[Opening Excerpt to read section]
Parents have more influence than they might think

WEDNESDAY, Jan. 2, 2002 (HealthDayNews) -- Most teens usually choose to spend time with friends instead of family. But that doesn't mean parents still can't influence their kids' behavior, particularly when it comes to involvement with gangs.

According to a recent study from the University of North Carolina, certain parental behaviors reduced the likelihood that teens would get involved in gangs. But, the most effective way for parents to help their teen steer clear of gangs varied, depending on the race of the family.

"The biggest predictor of kids' gang involvement was whether they had friends in a gang," says study author Chanequa Walker-Barnes, an assistant professor of psychology. "But parents were still able to have an effect."

Walker-Barnes studied 300 Miami ninth-graders, 55 percent of whom were male and all of whom were between 13 and 18 years old. Fifty-four percent were Hispanic, 25 percent were African-American and 21 percent, white.

She interviewed each teen extensively at the beginning of the study and then followed up every three weeks for the next seven months. The teens were asked about their parents' behavior, their friends' gang activity and their own gang involvement. Gang involvement included such habits as spending time with gang members, wearing gang colors, or flashing hand signs.

Over the course of the study, Walker-Barnes found that about one-third of the teens had significant involvement with gangs, though many of them did not identify themselves as gang members.

Children in African-American or Hispanic families whose parents exerted a lot of control over their behavior tended to be less involved with gangs. But, that same type of strict control made white teens more likely to get involved with gangs, she found.

To measure parental control, Walker-Barnes had the teens answer questions about how much freedom they had in 29 behavioral areas, which ranged from the kind of clothes they wore, to curfew times, to deciding whether they would go to college.
[Closing Excerpt to read section]
[Opening Excerpted data section]
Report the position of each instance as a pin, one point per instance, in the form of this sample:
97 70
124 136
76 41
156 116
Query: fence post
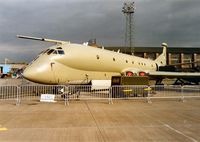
182 94
148 94
18 95
110 96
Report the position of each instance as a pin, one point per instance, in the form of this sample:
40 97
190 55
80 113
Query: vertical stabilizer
162 59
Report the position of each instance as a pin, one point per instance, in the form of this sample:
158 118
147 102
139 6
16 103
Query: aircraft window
50 51
61 52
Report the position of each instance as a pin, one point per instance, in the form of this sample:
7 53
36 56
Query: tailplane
162 59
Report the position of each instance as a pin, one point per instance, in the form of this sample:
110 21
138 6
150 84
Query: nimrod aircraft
69 63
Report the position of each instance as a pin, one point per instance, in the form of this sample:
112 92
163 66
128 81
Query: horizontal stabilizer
42 39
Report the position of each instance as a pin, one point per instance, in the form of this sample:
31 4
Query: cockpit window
61 52
50 51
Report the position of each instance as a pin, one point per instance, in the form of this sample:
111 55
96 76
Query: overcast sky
176 22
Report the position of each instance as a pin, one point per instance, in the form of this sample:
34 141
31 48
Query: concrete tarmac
97 121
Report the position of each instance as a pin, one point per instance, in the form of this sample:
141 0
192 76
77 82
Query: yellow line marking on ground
3 129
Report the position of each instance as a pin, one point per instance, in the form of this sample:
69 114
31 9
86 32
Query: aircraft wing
163 74
42 39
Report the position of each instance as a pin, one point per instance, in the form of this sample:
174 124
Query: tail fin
162 59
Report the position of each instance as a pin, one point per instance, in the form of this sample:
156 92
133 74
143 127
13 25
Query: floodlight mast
128 9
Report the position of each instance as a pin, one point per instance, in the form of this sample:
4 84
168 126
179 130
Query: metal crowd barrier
87 92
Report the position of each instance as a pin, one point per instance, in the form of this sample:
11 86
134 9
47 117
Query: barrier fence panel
129 91
86 92
8 92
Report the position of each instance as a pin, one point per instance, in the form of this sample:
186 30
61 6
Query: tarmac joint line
177 131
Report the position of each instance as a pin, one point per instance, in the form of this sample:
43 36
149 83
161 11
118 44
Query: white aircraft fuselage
69 63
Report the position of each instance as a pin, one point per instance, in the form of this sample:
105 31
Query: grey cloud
155 21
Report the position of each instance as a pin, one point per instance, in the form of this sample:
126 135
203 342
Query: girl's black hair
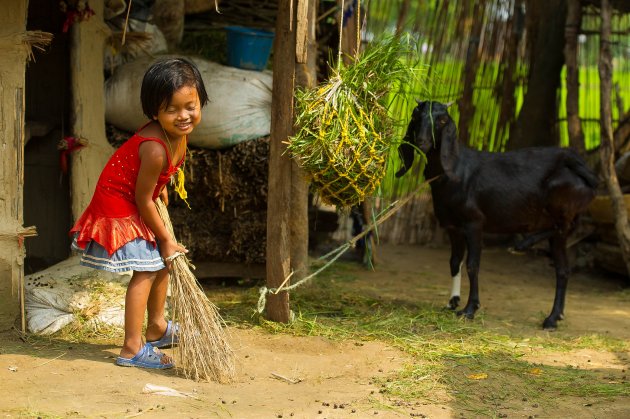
164 78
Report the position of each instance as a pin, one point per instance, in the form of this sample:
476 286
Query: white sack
55 296
239 108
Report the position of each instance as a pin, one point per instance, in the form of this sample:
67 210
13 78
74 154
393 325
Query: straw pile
204 352
345 130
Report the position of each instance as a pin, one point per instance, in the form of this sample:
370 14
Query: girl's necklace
179 180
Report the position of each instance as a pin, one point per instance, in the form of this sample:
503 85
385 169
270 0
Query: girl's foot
147 357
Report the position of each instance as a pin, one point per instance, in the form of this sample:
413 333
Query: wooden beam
279 194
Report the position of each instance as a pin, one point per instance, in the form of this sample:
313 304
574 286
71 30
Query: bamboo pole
572 27
607 153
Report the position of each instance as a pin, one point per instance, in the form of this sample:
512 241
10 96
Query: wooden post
607 153
306 76
279 194
88 106
571 30
12 70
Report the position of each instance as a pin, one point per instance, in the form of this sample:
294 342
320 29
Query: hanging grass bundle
345 131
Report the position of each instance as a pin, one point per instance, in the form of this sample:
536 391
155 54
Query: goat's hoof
550 325
466 315
453 303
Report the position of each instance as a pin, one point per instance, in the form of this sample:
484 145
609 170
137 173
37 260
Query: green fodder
345 130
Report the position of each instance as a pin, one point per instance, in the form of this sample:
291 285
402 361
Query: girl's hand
170 248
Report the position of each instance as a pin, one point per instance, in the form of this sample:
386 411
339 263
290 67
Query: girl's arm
152 161
164 195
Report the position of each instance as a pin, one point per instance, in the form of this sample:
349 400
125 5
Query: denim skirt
136 255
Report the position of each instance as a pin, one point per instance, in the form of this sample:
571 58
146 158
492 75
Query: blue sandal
170 337
147 357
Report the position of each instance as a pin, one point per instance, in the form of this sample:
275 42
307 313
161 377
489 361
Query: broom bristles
203 352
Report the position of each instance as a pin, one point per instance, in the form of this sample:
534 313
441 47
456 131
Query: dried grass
204 352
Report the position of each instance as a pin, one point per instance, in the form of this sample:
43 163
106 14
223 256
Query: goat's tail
579 167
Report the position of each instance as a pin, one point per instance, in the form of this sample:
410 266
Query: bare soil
313 377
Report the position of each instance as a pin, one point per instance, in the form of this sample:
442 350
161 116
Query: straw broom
204 352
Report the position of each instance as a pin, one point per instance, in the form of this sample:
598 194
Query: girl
121 230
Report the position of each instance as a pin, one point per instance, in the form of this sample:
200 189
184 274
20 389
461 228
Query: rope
336 253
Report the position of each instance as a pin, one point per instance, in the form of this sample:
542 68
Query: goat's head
431 127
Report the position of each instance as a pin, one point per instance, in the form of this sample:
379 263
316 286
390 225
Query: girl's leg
138 292
156 324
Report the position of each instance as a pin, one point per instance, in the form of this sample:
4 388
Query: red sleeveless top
112 218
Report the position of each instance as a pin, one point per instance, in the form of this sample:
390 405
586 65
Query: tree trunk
607 154
535 125
279 194
572 28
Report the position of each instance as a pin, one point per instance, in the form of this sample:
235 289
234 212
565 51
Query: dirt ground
283 376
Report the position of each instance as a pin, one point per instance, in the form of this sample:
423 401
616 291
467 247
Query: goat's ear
407 153
449 149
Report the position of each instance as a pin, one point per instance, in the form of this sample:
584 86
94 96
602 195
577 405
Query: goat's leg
458 247
558 244
473 241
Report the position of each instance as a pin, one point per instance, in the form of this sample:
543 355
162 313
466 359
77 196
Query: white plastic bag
55 296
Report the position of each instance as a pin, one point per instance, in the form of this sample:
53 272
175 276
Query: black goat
537 190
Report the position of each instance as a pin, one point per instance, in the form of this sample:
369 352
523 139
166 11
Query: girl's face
181 114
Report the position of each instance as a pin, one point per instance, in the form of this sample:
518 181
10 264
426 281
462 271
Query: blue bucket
248 48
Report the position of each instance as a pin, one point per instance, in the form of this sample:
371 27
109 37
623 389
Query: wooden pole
12 71
607 154
306 76
279 194
88 107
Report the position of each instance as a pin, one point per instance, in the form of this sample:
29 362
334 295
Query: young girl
121 230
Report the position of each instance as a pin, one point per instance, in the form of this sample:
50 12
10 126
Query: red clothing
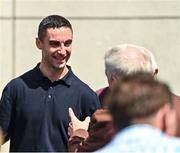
[Closing Excerpted data section]
• _Problems to work on_
1. In the article on parents and teen gang involvement, what does the study author call the biggest predictor of kids' gang involvement?
2. Carry on the article about parents and teen gang involvement from the point where it stops.

• _Answers for this exercise_
1. Whether they had friends in a gang.

2.
Walker-Barnes says teens from Latino and African-American families tended to view strict, controlling behavior as evidence of a parent's love. But white teens felt it meant their parents didn't trust them. This suggests that parental guidance efforts must take cultural differences into account if they are to be successful, she says.

The study, published in a recent issue of the journal Child Development, also found that boys were slightly more likely to be influenced by peer pressure than girls, according to Walker-Barnes.

Therapist Kenneth Shore, author of the book, "Keeping Kids Safe," says, "What makes a lot of sense in this study is that parents are not as powerless as they think in helping kids ward off gang activity."

Previous studies have suggested that peers exert more influence on teens than their parents do, he adds. But parents need to know that they can have plenty of influence as well, Shore says.

What To Do

"Parents need to monitor their kids' peer relationship," says Walker-Barnes. "Friends have a really strong impact on behavior, so parents need to know who their kids' friends are and where they are all the time."

Shore suggests providing a supportive family life and activities that give children an alternative to gangs. He acknowledges this may be more challenging for families with two working parents. But, it's imperative that working parents find positive activities to engage their children in. Unsupervised kids are more likely to get into trouble, he says.

Also, parents should not be afraid to set limits, like curfew times, Shore says.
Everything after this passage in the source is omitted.